#### Data records ####

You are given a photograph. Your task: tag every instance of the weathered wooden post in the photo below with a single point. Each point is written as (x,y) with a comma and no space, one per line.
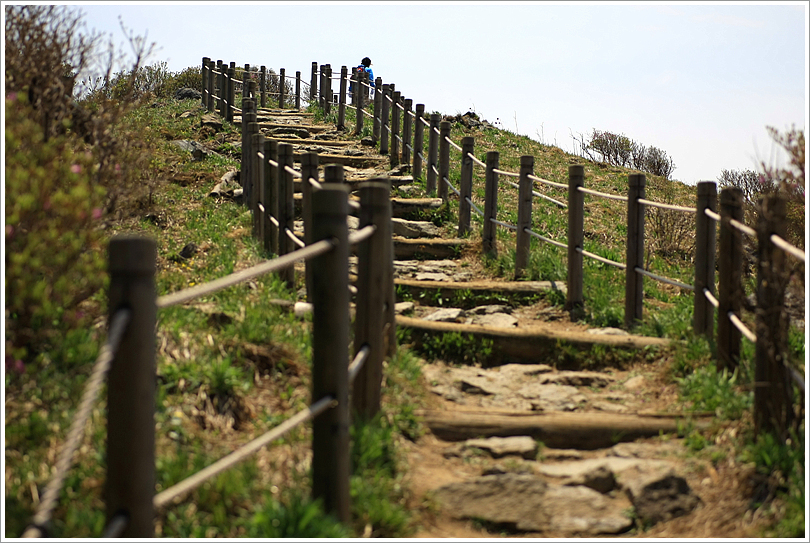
(231,93)
(372,272)
(205,75)
(634,281)
(524,224)
(211,87)
(444,160)
(576,240)
(313,83)
(361,97)
(282,87)
(263,85)
(406,131)
(418,141)
(729,269)
(130,484)
(489,236)
(705,244)
(330,347)
(298,90)
(341,124)
(327,103)
(378,100)
(386,95)
(396,105)
(773,395)
(286,211)
(271,195)
(309,169)
(465,186)
(221,94)
(256,176)
(248,117)
(433,152)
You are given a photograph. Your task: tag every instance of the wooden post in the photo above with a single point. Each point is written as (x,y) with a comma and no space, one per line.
(313,83)
(327,98)
(372,271)
(322,89)
(433,152)
(524,224)
(282,87)
(231,94)
(256,176)
(361,96)
(309,169)
(263,85)
(396,103)
(211,86)
(489,241)
(634,281)
(705,242)
(386,94)
(406,131)
(271,195)
(342,99)
(418,141)
(465,186)
(378,99)
(576,240)
(248,118)
(286,210)
(330,347)
(729,268)
(444,160)
(204,82)
(298,90)
(773,395)
(220,88)
(130,484)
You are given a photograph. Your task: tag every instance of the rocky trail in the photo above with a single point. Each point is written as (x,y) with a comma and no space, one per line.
(520,443)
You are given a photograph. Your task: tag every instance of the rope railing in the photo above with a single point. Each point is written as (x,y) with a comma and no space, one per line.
(167,496)
(258,270)
(663,279)
(666,206)
(709,296)
(602,194)
(787,247)
(540,195)
(744,330)
(543,238)
(601,259)
(75,434)
(547,182)
(743,228)
(358,361)
(501,223)
(295,239)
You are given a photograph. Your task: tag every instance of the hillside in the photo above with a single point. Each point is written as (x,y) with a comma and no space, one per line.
(236,363)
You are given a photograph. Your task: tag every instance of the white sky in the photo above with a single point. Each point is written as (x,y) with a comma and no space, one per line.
(699,81)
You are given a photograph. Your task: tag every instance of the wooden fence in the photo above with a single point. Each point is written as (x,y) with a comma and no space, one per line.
(267,176)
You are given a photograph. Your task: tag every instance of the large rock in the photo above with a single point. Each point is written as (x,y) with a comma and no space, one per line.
(526,503)
(187,93)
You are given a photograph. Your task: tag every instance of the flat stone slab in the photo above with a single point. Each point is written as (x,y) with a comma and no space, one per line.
(526,503)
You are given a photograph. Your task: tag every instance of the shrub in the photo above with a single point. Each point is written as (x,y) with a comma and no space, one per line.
(53,252)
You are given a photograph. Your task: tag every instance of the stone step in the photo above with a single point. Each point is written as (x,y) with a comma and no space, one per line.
(526,344)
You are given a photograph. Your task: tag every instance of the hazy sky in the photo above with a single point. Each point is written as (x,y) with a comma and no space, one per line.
(696,80)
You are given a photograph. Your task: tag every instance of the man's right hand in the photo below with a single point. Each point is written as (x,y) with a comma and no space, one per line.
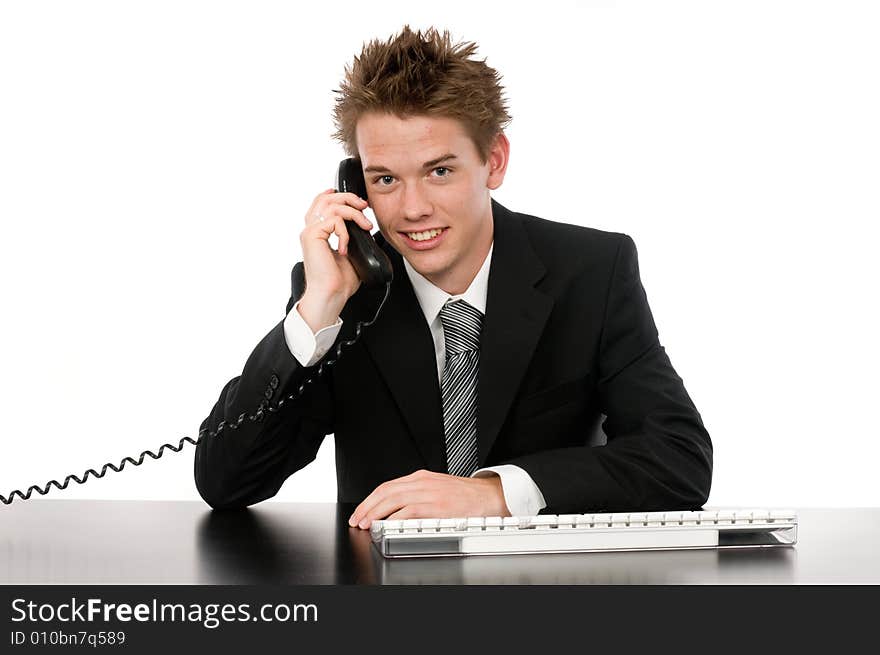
(330,277)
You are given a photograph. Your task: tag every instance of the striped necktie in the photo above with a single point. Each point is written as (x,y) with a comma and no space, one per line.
(461,330)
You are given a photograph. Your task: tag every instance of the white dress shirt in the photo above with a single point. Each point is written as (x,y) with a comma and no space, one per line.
(521,494)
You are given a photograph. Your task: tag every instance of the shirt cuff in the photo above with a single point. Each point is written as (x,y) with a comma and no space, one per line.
(308,347)
(521,494)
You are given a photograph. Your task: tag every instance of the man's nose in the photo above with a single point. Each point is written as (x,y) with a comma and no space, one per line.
(416,204)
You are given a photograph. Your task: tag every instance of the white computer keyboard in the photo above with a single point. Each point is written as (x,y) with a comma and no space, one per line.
(552,533)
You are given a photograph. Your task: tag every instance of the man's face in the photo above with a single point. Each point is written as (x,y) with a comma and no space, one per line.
(430,192)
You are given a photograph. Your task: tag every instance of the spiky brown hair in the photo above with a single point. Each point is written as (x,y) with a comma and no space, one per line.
(422,74)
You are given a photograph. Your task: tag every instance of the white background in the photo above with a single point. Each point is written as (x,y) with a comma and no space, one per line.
(156,160)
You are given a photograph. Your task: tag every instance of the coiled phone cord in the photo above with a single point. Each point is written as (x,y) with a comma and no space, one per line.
(257,416)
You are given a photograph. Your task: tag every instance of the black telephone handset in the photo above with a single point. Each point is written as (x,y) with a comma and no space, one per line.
(369,260)
(373,268)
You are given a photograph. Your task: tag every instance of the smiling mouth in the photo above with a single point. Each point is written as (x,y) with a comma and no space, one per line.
(425,235)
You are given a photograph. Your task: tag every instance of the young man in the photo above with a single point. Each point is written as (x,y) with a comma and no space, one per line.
(504,342)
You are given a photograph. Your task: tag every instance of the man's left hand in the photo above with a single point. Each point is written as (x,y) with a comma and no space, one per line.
(436,495)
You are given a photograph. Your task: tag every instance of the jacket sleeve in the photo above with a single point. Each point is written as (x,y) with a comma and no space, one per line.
(658,453)
(237,467)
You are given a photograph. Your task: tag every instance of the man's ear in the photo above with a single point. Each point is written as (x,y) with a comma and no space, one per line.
(499,154)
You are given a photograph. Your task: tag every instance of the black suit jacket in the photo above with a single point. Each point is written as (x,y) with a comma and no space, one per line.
(568,342)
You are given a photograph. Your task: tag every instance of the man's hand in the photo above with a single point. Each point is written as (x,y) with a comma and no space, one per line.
(425,494)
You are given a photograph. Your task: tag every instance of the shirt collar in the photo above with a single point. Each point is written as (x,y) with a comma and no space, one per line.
(432,298)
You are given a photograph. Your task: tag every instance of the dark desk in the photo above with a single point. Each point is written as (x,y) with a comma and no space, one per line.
(152,542)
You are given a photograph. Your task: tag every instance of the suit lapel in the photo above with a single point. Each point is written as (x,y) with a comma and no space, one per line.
(516,313)
(401,346)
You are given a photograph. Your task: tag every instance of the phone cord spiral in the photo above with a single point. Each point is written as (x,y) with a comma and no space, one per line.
(257,416)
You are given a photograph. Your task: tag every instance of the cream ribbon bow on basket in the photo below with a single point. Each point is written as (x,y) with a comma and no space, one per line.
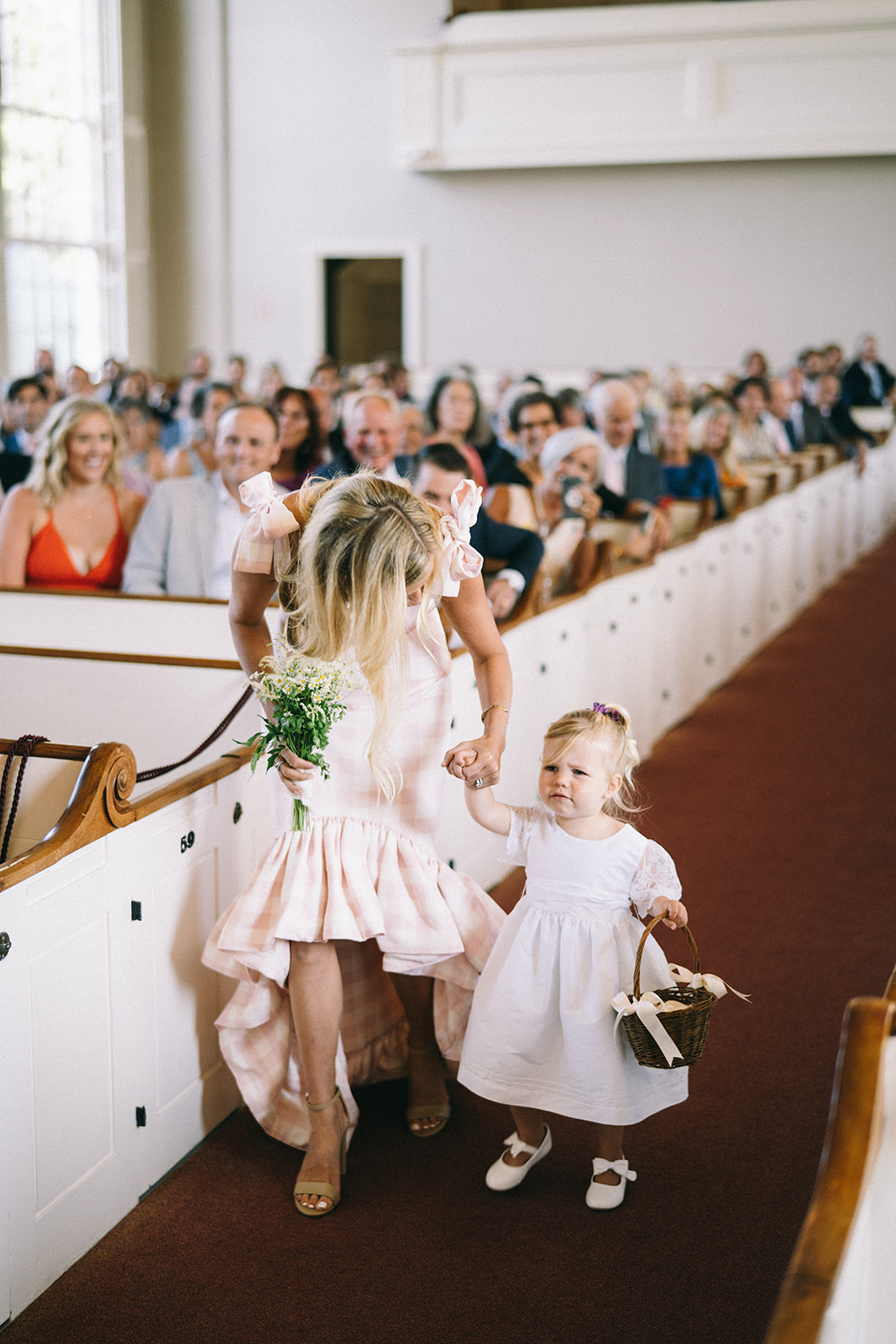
(268,528)
(651,1005)
(647,1008)
(458,558)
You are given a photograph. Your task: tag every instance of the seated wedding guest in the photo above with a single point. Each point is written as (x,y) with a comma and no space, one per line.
(107,387)
(186,538)
(328,376)
(237,366)
(196,457)
(829,420)
(372,436)
(714,437)
(812,363)
(532,418)
(867,382)
(574,413)
(752,438)
(777,414)
(833,358)
(436,474)
(27,403)
(755,365)
(270,382)
(144,460)
(566,503)
(69,524)
(453,410)
(412,430)
(627,470)
(687,475)
(301,449)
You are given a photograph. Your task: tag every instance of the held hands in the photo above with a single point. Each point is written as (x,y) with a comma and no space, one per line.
(674,913)
(477,759)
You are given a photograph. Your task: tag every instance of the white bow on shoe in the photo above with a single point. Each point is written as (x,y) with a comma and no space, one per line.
(503,1176)
(609,1196)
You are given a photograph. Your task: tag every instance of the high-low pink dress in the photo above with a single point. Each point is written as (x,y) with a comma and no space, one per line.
(364,874)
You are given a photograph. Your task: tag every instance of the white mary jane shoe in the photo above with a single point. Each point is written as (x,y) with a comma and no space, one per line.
(503,1176)
(609,1196)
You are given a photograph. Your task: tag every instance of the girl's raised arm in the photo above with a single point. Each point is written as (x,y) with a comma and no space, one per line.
(486,811)
(470,615)
(249,597)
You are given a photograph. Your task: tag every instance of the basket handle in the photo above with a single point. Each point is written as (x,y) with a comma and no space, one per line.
(636,985)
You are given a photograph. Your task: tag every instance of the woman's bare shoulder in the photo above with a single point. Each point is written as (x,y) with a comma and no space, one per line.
(22,504)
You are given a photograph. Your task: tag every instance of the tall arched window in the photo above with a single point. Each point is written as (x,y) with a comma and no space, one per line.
(62,181)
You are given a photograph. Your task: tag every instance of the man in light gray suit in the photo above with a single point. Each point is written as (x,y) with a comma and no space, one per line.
(186,537)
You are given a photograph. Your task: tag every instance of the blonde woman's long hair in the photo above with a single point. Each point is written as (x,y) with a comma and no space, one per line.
(613,734)
(49,475)
(363,542)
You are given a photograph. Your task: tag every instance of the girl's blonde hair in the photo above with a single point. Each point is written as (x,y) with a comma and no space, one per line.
(49,475)
(362,543)
(610,729)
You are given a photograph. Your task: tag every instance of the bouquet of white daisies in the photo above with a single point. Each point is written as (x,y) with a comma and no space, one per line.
(305,696)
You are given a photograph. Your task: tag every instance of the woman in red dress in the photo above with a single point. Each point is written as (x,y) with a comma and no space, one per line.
(70,523)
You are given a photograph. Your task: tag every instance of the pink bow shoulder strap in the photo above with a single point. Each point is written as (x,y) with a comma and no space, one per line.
(270,522)
(458,558)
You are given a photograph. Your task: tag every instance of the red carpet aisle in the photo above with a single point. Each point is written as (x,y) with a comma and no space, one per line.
(777,801)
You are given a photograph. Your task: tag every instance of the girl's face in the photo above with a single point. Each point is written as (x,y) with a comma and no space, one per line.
(456,409)
(217,402)
(89,449)
(716,433)
(577,783)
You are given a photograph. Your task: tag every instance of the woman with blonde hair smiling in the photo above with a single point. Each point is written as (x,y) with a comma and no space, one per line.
(359,897)
(69,524)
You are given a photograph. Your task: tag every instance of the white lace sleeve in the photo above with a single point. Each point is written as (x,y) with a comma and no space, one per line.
(517,842)
(654,877)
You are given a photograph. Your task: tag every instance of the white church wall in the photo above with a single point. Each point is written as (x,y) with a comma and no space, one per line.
(557,268)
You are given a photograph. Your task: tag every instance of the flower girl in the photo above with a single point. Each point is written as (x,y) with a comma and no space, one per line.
(542,1034)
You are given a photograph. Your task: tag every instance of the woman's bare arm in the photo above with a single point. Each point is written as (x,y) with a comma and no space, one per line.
(18,524)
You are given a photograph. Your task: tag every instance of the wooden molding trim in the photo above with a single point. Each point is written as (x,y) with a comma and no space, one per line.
(100,803)
(107,656)
(849,1147)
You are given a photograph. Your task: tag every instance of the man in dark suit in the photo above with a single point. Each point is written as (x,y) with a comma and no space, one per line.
(626,468)
(867,382)
(829,420)
(436,474)
(372,436)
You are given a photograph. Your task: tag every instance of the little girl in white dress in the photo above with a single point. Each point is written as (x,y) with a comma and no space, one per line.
(542,1034)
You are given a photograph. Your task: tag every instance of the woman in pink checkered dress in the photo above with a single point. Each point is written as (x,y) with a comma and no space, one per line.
(356,949)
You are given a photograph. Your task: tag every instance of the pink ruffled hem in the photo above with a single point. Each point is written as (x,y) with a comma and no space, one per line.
(390,906)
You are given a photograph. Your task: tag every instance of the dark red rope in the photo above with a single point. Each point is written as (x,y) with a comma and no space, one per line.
(23,748)
(212,737)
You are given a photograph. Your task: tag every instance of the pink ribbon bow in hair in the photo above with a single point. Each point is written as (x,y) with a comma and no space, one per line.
(269,522)
(458,558)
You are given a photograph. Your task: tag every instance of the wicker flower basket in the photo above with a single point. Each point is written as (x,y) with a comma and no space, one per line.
(685,1026)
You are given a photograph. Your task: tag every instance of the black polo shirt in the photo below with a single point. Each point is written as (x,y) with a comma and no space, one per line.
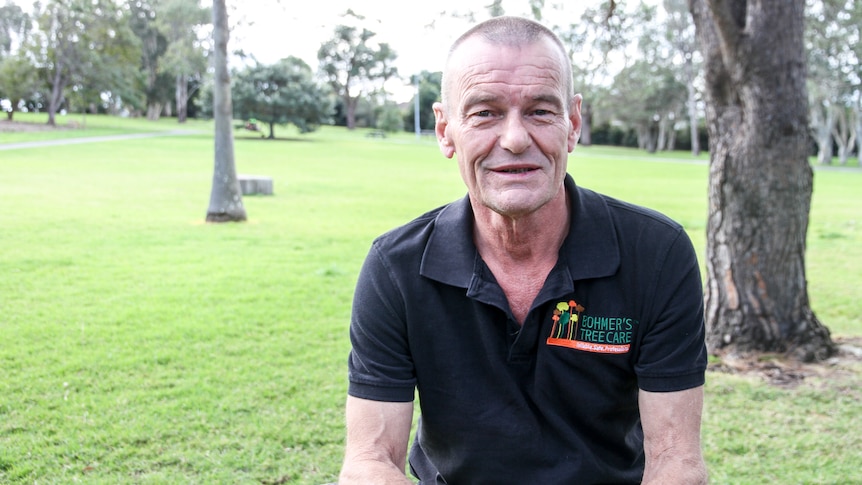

####

Rename "tag" to "mark" in the items above, starting at the line that contains "woman in pink" and continuing through the end of the items. Give back only those lines, otherwise unchanged, and leave the pictures out.

You are given a photograph. Your task: mark every instance of the woman in pink checkered dress in the photo above with a single point. Each point is written as (x,y) with a comma and no space, one per line.
(356,949)
You are given a photograph. Your task: mark every instance of the pink ruffled hem in the photo above with a single point. Each point is written as (x,y) with a comma and no space, one per line.
(390,906)
You are given a photograph. Your task: mark every instance of the dark red rope in the photo above with a single point. Each point is written as (x,y) with a comma and no space, one per line.
(23,748)
(212,737)
You are given a photograph. Your task: mark every instance of the pink ribbon bow in hair in the photo above with a single point. Each point is written as (x,y) with a comma and no space, one per line.
(269,522)
(458,558)
You are given a photograph. Your task: mark every instance of the wicker flower basket in the photo above with a single point. Each point is written as (x,y) with a comma and no space, one per line.
(685,1026)
You are given a photograph. Your task: mark every instance of the black polo shirt in the photo below with a single point. Each point is written as (x,y) with a comma and no space, one per line.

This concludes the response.